Goal:
Rewrite everything from the line containing "of the bush." down to the end of the records, changing "Sample output" to "Example output" and leaving all else the same.

** start of Task material **

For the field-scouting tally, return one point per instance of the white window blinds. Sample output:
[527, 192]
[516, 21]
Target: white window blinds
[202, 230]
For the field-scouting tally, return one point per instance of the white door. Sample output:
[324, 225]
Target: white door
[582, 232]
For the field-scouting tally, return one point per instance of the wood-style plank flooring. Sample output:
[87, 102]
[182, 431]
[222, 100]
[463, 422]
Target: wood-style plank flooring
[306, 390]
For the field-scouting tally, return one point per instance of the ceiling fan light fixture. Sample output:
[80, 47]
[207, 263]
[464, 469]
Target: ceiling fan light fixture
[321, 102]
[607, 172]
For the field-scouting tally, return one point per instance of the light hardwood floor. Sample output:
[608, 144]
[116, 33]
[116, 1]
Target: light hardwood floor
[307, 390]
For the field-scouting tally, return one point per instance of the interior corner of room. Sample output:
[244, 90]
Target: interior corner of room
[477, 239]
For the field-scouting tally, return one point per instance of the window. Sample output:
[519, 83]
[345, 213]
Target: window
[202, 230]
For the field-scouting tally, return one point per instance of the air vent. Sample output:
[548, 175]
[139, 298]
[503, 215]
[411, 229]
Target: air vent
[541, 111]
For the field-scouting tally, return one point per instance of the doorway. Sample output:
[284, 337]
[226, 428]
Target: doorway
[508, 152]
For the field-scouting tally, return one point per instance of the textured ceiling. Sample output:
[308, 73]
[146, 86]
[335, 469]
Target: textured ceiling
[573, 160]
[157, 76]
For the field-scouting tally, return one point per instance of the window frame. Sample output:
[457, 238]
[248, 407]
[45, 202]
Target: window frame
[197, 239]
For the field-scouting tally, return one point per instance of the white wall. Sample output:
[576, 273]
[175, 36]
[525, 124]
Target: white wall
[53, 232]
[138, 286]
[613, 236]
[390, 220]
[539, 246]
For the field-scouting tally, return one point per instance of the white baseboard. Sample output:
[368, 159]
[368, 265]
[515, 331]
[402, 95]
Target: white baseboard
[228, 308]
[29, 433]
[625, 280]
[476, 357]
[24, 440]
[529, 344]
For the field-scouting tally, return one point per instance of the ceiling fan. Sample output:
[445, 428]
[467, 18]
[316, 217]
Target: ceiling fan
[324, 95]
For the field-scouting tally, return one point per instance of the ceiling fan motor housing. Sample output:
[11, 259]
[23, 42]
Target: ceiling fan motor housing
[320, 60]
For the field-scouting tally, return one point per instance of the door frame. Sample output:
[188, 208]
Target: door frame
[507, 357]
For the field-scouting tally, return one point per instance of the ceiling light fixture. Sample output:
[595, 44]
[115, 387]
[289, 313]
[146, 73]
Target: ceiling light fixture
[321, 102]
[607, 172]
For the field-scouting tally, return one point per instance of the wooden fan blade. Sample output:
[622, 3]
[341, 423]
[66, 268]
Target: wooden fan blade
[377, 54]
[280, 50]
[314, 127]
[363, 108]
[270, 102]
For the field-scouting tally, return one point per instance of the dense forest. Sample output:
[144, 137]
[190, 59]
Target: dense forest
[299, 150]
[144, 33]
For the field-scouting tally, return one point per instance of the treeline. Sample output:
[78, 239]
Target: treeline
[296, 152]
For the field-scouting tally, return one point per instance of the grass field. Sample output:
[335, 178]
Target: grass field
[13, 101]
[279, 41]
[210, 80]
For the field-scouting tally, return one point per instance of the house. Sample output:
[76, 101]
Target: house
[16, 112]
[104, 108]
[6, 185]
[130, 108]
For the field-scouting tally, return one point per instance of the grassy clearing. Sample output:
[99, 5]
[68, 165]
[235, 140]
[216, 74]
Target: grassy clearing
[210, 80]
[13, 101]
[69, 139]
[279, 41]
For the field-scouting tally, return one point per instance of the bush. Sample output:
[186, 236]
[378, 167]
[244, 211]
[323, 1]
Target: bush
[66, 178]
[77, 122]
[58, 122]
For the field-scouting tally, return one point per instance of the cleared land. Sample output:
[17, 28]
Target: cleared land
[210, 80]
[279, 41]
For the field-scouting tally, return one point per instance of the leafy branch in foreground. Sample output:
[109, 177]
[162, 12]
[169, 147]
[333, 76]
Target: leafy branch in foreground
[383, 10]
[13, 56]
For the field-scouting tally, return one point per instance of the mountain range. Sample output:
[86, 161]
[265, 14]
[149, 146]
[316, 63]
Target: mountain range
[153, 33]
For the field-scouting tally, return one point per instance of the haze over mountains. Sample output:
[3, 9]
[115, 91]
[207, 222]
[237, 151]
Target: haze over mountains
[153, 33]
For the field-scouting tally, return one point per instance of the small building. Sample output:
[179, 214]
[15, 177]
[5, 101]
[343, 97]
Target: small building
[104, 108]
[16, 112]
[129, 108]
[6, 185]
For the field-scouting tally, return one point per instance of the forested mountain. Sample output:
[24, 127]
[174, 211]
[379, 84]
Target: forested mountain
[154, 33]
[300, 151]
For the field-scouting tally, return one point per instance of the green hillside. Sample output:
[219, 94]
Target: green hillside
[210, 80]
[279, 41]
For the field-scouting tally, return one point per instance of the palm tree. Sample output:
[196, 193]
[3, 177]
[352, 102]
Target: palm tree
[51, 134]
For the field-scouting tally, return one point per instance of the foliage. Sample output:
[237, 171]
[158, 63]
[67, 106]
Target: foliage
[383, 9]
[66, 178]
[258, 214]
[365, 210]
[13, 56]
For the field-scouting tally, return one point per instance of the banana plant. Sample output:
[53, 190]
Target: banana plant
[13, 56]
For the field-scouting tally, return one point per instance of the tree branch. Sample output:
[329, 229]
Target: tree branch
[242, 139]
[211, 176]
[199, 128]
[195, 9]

** end of Task material **

Output for this exercise:
For the field-scouting tally, return one point per instance of the bush. Example output:
[186, 236]
[378, 167]
[244, 211]
[323, 1]
Target: bush
[66, 178]
[77, 122]
[58, 122]
For the field-scouting tally, return one point per instance of the cleared land. Example output:
[17, 28]
Target: cleared land
[210, 80]
[279, 41]
For the field-scouting tally, return one point per instance of the leafy branch in foreground. Example output:
[109, 177]
[162, 12]
[169, 147]
[333, 76]
Target: leafy branch in foreground
[383, 10]
[13, 56]
For the field-scouting tally, return one point per instance of the mountain range. Example output:
[86, 161]
[265, 14]
[149, 146]
[316, 63]
Target: mountain range
[153, 33]
For the field-scouting tally, return one point per instance of the haze over mountains. Example output:
[3, 9]
[115, 91]
[207, 222]
[237, 151]
Target: haze over mountains
[153, 33]
For the field-scouting tally, return one point per instance of the small building. Example output:
[179, 214]
[15, 177]
[5, 101]
[343, 97]
Target: small building
[104, 108]
[16, 112]
[129, 108]
[6, 185]
For the field-scouting tally, return one point per instance of the forested mountain. Example output:
[24, 127]
[174, 211]
[379, 84]
Target: forested mountain
[154, 33]
[300, 151]
For the field-scouting tally, return one point per instance of the green hillside. Example output:
[219, 94]
Target: green hillside
[210, 80]
[279, 41]
For the field-scouting tally, return one point per instance of the palm tree. Example output:
[196, 193]
[3, 177]
[352, 102]
Target: palm tree
[51, 134]
For the field-scouting tally, return one point per instance of the foliage. Example output:
[237, 171]
[158, 63]
[67, 106]
Target: foliage
[383, 9]
[66, 178]
[258, 214]
[365, 210]
[13, 56]
For the field-scouting tally, return one point per instance of the banana plant. Example output:
[53, 190]
Target: banana plant
[13, 56]
For the field-scouting tally, return one point per instance of the tree branch. Example output:
[329, 229]
Target: tree branch
[242, 139]
[211, 176]
[199, 128]
[195, 9]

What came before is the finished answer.